Le passage en établissement de santé est souvent une double peine pour le patient. Après un verdict parfois sombre, le système hospitalier le réduit à un simple numéro. Il sera au mieux ignoré des médecins, au pire confronté à une sentence de mort sans appel. Le Dr Philippe Baudon, ancien généraliste, en a fait les frais lorsque sa femme a contracté un cancer. « Madame, si dans six mois vous êtes toujours en vie, vous ferez partie des 5 % de survivants », lui avait lancé l’oncologue quelques jours avant sa disparition.
Avec un ton plus sérieux que Védécé et moins politique que Sabrina Ali Benali, le Dr Baudon relate dans ce livre à charge sur l'hôpital l'histoire tragique de son épouse. « Malgré toute ma pudeur et ma fierté, je ne peux pas taire ce qu’elle a vécu, au nom de la détresse des patients, confrontés à leur tour à la terrible perte d’humanité de certains médecins qui s’affranchissent en toute impunité des fondamentaux du plus beau métier du monde. »

## Votre tâche
Recopiez, s'il vous plaît, le passage de l'extrait sur le livre du Dr Baudon compris entre « Le passage en » et « avant sa disparition. », ces deux bornes incluses.

## Informations

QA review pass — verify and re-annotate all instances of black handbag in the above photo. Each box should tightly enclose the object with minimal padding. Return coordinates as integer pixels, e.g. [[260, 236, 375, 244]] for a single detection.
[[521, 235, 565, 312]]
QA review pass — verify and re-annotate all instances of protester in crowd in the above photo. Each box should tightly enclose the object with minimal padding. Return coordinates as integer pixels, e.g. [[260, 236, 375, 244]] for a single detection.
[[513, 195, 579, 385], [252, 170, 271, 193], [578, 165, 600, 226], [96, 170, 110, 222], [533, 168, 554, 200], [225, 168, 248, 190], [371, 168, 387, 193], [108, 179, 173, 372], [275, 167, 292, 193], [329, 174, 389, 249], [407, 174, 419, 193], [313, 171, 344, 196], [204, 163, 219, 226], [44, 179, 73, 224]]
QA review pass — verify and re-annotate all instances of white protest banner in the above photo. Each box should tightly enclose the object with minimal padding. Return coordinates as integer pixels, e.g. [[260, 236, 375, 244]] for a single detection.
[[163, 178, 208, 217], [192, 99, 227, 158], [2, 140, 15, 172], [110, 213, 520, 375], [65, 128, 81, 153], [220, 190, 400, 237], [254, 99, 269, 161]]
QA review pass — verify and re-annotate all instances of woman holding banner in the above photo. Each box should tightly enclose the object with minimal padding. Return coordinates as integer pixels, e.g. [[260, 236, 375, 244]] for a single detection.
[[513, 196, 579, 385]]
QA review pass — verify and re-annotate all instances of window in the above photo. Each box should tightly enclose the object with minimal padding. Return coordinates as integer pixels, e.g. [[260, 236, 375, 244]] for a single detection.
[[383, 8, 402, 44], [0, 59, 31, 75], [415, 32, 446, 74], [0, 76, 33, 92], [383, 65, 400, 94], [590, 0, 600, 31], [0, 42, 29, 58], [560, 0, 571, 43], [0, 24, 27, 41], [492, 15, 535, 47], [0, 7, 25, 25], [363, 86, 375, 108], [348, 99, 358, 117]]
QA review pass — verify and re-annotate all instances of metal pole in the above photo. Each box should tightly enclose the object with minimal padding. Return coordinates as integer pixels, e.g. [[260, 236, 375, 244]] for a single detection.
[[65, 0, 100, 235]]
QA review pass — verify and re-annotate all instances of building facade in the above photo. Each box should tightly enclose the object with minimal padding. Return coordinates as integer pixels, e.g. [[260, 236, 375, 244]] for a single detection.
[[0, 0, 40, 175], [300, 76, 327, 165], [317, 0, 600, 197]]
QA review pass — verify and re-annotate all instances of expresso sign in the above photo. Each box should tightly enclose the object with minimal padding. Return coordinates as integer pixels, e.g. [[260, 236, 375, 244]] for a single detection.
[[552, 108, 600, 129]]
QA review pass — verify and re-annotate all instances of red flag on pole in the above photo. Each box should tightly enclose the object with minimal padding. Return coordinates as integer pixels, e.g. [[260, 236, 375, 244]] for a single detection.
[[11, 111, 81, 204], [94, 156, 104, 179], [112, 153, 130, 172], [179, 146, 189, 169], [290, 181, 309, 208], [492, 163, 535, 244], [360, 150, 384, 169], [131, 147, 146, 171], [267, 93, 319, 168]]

--

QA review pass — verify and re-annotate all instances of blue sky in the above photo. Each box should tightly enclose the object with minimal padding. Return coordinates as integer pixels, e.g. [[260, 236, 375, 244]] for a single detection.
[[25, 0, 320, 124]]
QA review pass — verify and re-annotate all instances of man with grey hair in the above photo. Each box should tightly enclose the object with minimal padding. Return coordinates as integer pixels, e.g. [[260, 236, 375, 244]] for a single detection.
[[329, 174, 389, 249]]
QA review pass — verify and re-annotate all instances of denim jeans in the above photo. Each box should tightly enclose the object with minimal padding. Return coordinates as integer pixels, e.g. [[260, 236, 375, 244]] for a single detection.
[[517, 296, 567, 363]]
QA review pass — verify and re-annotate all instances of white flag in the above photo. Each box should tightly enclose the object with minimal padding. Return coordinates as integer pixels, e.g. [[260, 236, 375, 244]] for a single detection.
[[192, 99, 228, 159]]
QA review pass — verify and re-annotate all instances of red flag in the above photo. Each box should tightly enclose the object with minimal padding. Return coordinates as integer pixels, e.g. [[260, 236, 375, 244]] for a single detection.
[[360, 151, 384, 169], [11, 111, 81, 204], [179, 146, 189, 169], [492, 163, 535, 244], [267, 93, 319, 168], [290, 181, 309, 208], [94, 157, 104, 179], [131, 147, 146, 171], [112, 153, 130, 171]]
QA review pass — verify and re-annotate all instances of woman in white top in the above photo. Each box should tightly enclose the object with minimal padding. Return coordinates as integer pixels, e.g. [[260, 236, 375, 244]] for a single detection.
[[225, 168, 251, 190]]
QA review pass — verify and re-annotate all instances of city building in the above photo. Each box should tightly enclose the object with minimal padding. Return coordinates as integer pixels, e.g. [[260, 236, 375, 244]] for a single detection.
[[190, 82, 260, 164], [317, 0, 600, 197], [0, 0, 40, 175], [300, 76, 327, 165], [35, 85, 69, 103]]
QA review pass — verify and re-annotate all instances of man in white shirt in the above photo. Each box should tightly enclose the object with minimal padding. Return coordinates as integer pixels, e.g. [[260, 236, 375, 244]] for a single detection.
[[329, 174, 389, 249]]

## La réponse
Le passage en établissement de santé est souvent une double peine pour le patient. Après un verdict parfois sombre, le système hospitalier le réduit à un simple numéro. Il sera au mieux ignoré des médecins, au pire confronté à une sentence de mort sans appel. Le Dr Philippe Baudon, ancien généraliste, en a fait les frais lorsque sa femme a contracté un cancer. « Madame, si dans six mois vous êtes toujours en vie, vous ferez partie des 5 % de survivants », lui avait lancé l’oncologue quelques jours avant sa disparition.